TASK OBJECTIVE:
When you reach the line containing "query: house window", begin reproducing the lines exactly and continue through the end of the listing, leaving out the pictures.

....................

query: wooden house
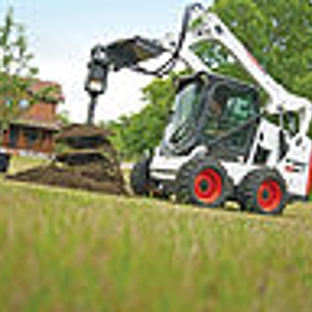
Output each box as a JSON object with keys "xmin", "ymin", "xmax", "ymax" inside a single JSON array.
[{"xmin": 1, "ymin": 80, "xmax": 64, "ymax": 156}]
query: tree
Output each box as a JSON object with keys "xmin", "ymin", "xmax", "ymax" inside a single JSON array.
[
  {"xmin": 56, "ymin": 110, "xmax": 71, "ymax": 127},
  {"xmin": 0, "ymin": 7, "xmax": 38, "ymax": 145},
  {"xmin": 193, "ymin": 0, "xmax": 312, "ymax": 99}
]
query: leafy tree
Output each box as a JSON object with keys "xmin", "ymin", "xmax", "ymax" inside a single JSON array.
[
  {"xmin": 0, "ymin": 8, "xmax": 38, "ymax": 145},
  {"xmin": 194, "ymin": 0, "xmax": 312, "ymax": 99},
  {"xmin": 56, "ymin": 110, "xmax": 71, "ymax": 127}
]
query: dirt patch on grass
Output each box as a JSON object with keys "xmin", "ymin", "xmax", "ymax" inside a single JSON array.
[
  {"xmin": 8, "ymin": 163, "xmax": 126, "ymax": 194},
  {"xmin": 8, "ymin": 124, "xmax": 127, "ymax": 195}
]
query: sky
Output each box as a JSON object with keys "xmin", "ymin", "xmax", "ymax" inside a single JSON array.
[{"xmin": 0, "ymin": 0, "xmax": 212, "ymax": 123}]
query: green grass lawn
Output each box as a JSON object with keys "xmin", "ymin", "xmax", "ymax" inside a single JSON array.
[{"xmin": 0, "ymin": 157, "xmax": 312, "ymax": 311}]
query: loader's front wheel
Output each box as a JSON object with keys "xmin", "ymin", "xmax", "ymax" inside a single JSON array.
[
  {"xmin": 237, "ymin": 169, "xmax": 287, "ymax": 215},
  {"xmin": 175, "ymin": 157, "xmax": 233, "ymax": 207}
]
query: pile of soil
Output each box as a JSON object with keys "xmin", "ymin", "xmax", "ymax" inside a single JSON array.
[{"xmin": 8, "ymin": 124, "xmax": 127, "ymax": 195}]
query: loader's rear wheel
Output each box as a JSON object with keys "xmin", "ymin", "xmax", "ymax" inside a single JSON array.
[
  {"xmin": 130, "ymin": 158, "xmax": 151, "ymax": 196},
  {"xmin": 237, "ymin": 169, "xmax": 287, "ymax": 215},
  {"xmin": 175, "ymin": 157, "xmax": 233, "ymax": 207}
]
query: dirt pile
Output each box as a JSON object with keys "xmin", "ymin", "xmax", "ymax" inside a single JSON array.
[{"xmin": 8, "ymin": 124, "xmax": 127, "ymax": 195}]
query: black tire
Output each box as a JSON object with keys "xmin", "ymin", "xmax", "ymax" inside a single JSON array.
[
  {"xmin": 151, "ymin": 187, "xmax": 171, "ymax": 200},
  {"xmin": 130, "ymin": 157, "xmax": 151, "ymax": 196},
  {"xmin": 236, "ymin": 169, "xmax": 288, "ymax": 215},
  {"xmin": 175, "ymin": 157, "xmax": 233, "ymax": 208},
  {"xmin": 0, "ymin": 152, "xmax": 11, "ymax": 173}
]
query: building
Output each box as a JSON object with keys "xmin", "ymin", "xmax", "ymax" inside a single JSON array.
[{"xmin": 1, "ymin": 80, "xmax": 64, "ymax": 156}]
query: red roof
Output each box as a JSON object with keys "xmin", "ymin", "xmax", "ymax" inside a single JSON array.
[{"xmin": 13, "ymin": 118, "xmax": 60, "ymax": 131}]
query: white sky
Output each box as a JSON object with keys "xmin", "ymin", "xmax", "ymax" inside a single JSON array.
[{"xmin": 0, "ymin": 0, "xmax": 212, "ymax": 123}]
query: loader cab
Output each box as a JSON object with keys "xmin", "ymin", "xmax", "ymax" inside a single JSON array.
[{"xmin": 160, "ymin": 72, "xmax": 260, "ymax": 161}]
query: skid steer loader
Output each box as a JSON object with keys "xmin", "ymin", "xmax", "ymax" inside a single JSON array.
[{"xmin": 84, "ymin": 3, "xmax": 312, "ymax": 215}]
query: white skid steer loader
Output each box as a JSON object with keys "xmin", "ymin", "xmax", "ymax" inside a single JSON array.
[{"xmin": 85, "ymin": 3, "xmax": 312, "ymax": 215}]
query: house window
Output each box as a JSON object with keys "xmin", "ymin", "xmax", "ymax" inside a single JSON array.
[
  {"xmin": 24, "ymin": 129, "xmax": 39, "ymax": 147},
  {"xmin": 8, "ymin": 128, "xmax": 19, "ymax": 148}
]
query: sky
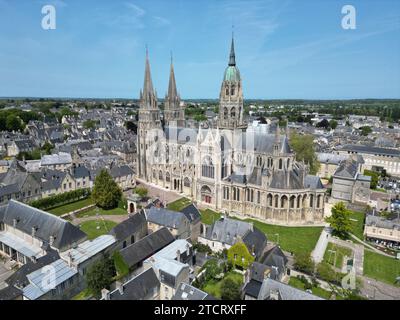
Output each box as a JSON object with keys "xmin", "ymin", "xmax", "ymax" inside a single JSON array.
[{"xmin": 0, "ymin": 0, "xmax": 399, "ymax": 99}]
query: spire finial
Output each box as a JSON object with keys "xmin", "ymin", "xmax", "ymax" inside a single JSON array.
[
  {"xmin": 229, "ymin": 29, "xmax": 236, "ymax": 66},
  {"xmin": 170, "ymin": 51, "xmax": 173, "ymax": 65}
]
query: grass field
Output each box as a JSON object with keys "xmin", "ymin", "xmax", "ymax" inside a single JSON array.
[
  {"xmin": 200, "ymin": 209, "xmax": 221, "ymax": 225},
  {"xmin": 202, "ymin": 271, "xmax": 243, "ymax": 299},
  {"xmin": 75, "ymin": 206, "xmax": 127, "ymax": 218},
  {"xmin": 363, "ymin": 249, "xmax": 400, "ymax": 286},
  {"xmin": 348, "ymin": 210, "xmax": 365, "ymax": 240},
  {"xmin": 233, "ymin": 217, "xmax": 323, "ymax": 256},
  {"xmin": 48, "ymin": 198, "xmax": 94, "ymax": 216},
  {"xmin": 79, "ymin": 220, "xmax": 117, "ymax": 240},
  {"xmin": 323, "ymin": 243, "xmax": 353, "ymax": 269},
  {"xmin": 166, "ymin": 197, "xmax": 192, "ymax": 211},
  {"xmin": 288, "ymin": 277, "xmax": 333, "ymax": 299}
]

....................

RESULT OF THE TASK:
query: house window
Output each box as a JSON object with keys "xmin", "ymin", "xmax", "ymax" inside a single JSON array.
[
  {"xmin": 24, "ymin": 129, "xmax": 39, "ymax": 147},
  {"xmin": 8, "ymin": 128, "xmax": 19, "ymax": 148}
]
query: sky
Output each box as a JSON object with keys "xmin", "ymin", "xmax", "ymax" inside a single JSON array.
[{"xmin": 0, "ymin": 0, "xmax": 399, "ymax": 99}]
query: spire finial
Output each box as a JSON object with keys "xmin", "ymin", "xmax", "ymax" inside a single JSON array.
[
  {"xmin": 229, "ymin": 29, "xmax": 236, "ymax": 66},
  {"xmin": 170, "ymin": 51, "xmax": 173, "ymax": 65}
]
query: grass field
Output each box as a JSON object with keys "xmin", "ymin", "xmax", "ymax" inside a single JSON array.
[
  {"xmin": 200, "ymin": 209, "xmax": 221, "ymax": 225},
  {"xmin": 202, "ymin": 271, "xmax": 243, "ymax": 299},
  {"xmin": 75, "ymin": 206, "xmax": 127, "ymax": 218},
  {"xmin": 363, "ymin": 249, "xmax": 400, "ymax": 286},
  {"xmin": 348, "ymin": 210, "xmax": 365, "ymax": 240},
  {"xmin": 233, "ymin": 217, "xmax": 323, "ymax": 256},
  {"xmin": 48, "ymin": 198, "xmax": 94, "ymax": 216},
  {"xmin": 79, "ymin": 220, "xmax": 117, "ymax": 240},
  {"xmin": 323, "ymin": 243, "xmax": 353, "ymax": 269},
  {"xmin": 166, "ymin": 197, "xmax": 192, "ymax": 211},
  {"xmin": 288, "ymin": 277, "xmax": 333, "ymax": 299}
]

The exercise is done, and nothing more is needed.